Output the following entries line for line, with no changes.
--- Input material ---
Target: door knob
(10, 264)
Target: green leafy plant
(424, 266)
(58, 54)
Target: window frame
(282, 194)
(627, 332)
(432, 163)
---
Expected answer:
Target: door knob
(10, 264)
Target: green leafy plant
(424, 266)
(58, 54)
Target: window frame
(282, 194)
(627, 332)
(432, 163)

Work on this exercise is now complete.